DATASET ENTRIES
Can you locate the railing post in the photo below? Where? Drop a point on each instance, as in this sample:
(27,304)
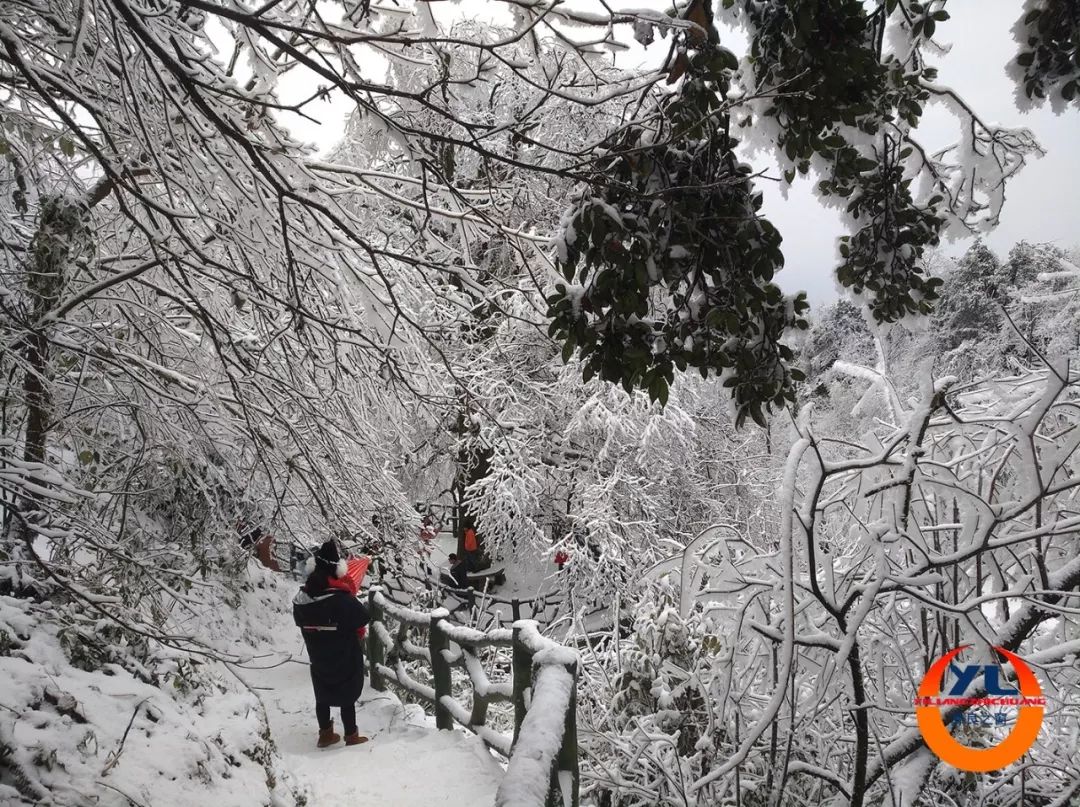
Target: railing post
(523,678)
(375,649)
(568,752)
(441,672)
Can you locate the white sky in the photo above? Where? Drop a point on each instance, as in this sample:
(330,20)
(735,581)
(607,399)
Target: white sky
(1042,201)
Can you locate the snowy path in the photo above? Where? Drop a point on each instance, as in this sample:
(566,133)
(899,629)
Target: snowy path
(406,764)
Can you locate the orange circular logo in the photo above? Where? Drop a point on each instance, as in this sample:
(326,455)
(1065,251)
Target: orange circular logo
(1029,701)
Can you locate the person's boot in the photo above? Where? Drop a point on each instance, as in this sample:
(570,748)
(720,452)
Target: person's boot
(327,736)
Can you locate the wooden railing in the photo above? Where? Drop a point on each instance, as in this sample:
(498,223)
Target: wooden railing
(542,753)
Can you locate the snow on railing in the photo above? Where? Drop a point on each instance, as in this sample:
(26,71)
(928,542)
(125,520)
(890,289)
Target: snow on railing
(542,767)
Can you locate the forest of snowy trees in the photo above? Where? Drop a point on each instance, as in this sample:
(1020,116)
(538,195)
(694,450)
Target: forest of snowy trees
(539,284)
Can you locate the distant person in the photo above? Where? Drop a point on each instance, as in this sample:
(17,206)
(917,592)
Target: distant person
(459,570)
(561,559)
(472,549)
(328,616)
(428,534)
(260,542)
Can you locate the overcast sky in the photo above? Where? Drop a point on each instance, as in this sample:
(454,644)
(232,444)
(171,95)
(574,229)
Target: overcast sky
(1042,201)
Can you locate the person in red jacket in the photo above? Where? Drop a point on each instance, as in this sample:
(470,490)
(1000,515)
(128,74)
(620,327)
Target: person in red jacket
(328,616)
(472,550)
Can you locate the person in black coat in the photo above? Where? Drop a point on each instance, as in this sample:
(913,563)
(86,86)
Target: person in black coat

* * *

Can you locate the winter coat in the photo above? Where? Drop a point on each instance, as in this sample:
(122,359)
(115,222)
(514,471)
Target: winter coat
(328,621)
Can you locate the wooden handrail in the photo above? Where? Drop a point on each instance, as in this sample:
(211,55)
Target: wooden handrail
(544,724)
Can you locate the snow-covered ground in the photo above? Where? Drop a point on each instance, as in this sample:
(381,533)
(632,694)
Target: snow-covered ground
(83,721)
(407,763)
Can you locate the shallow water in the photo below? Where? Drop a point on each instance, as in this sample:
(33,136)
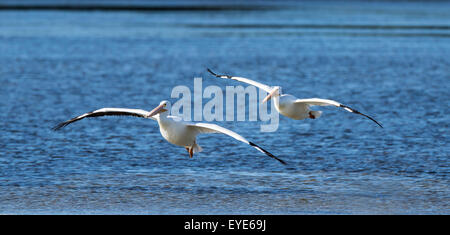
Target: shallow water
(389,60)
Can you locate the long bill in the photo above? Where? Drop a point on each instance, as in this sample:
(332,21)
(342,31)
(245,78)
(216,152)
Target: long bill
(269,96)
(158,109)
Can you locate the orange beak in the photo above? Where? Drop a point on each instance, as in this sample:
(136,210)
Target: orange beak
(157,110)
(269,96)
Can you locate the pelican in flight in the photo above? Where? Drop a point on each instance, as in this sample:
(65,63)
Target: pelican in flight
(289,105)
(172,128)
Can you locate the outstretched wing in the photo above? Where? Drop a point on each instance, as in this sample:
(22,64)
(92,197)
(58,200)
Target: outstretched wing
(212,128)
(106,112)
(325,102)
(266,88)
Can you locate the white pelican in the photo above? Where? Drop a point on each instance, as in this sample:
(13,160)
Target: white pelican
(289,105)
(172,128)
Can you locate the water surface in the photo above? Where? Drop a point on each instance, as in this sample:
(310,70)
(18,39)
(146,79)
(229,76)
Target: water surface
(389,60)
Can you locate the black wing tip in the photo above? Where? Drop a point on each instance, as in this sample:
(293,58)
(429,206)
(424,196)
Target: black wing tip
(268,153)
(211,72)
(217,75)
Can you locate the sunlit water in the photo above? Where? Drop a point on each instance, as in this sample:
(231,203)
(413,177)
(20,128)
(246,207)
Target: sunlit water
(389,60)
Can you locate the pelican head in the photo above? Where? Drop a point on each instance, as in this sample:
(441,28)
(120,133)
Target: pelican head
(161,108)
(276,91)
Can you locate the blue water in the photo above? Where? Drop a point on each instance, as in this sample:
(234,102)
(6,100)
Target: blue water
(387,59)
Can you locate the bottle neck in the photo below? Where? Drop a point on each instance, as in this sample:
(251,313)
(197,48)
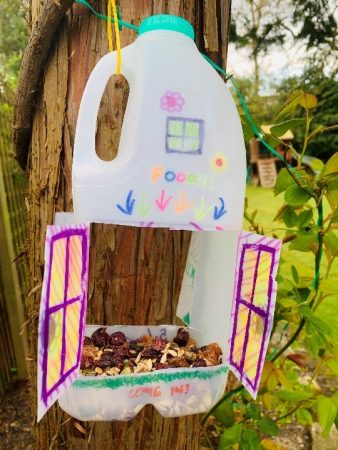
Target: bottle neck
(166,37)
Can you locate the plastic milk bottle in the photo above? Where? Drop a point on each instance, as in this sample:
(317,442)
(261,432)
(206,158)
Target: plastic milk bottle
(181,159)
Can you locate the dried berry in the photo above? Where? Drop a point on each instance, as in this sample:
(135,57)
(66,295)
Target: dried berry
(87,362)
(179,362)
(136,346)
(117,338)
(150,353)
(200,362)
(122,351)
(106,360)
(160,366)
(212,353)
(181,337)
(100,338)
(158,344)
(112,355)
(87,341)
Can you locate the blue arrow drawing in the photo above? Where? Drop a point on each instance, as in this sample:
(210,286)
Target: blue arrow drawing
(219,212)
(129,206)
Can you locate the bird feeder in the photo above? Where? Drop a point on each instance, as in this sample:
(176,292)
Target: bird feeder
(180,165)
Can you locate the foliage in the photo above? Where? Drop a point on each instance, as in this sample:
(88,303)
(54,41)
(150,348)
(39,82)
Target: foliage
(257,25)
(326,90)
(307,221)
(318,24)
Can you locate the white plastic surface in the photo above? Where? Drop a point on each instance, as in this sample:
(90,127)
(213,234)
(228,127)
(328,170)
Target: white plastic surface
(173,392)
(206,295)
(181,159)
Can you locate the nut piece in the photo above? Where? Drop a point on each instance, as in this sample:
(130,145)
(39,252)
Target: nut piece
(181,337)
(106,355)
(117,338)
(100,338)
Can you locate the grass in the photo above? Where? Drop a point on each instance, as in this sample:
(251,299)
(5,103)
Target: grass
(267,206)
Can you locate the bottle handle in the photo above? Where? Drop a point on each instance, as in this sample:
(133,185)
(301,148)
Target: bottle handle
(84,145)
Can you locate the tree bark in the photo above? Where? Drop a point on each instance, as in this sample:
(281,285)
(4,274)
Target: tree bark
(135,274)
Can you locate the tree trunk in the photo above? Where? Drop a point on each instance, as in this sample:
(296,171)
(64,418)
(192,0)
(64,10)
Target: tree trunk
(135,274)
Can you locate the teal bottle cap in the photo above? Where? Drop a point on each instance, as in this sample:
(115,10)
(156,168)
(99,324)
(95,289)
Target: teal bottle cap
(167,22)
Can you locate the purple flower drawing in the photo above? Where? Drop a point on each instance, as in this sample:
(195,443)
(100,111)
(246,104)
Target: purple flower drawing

...

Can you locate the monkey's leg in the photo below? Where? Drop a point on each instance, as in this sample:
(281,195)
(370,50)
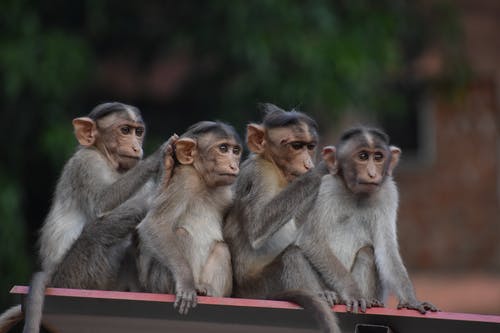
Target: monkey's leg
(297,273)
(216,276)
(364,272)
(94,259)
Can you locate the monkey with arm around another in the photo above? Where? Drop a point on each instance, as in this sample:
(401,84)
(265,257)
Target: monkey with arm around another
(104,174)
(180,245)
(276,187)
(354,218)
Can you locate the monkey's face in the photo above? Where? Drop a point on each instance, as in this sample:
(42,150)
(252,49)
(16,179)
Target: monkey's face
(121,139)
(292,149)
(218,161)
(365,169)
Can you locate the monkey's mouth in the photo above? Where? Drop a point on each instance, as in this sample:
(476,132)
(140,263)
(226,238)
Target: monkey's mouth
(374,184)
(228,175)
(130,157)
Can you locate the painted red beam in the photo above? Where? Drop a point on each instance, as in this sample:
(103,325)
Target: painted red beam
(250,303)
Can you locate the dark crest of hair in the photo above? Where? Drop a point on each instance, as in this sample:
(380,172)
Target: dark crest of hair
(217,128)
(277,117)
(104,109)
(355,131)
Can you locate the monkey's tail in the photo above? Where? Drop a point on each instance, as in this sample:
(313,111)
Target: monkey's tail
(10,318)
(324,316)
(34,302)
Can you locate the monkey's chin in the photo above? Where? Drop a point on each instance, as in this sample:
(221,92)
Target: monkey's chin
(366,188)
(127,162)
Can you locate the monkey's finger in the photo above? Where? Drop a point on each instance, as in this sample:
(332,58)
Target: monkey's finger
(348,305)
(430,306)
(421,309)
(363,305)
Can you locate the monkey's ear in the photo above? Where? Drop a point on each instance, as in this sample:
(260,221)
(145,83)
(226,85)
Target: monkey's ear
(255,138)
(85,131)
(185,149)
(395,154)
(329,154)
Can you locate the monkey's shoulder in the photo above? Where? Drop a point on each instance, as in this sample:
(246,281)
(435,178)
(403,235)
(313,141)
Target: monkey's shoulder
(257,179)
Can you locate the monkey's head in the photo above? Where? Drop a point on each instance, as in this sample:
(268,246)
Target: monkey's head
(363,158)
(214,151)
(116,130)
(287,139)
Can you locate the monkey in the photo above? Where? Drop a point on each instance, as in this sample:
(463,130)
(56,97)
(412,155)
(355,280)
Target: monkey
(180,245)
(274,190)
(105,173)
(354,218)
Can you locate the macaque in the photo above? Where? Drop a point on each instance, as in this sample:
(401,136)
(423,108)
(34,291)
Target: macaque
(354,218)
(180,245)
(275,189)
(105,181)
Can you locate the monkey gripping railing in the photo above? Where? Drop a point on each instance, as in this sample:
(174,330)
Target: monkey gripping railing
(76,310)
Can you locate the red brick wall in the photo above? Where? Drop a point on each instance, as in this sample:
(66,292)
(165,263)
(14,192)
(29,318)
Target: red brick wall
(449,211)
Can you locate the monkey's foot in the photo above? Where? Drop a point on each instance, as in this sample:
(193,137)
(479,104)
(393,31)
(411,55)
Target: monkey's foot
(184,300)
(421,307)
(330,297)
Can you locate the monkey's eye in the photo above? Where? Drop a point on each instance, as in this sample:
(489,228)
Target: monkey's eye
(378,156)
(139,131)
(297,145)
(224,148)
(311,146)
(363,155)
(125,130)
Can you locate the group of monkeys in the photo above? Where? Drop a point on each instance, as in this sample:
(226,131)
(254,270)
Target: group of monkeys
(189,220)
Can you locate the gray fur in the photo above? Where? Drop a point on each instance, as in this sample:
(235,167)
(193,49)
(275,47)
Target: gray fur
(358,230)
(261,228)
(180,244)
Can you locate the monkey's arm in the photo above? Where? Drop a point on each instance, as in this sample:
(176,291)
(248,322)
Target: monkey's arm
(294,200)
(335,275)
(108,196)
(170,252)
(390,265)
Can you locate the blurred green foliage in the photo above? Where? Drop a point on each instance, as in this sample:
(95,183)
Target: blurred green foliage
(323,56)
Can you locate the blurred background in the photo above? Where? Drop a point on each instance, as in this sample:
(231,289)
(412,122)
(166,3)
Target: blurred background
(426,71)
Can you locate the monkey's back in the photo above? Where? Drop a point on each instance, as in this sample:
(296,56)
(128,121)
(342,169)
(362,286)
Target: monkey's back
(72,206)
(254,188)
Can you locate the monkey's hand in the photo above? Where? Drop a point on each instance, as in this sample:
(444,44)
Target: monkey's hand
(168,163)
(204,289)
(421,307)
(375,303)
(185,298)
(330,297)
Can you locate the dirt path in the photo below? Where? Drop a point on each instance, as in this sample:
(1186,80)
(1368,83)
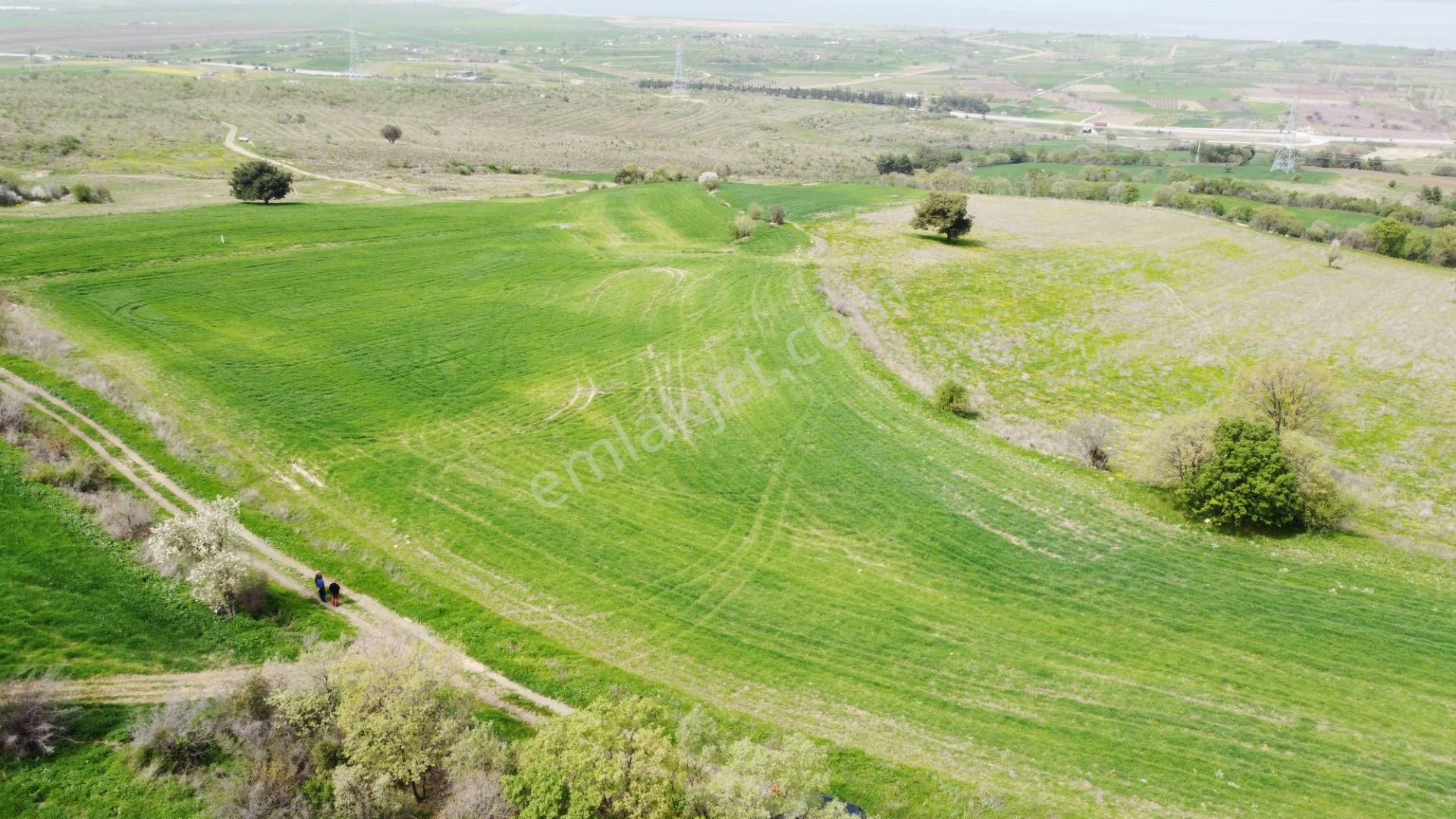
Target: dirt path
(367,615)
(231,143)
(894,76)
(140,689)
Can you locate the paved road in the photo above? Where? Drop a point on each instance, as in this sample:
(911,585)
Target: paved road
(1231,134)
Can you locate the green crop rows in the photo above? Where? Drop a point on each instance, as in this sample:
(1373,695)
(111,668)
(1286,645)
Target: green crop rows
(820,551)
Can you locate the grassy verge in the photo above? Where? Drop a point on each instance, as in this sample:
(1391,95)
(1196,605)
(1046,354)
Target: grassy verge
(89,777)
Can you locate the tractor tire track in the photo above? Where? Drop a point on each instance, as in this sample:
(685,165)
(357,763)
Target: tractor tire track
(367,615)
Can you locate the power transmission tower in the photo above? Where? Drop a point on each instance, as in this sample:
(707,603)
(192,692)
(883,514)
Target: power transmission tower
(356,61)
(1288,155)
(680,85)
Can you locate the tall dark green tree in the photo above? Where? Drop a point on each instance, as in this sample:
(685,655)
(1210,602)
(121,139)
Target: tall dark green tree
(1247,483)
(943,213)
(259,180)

REQUIREMENT
Filter the data above down to lines with the word "flower", and copy them.

RESPONSE
Can you locate the purple flower drawing in the photo above? Where? Drop a point on each instance, as in this sample:
Target: purple flower drawing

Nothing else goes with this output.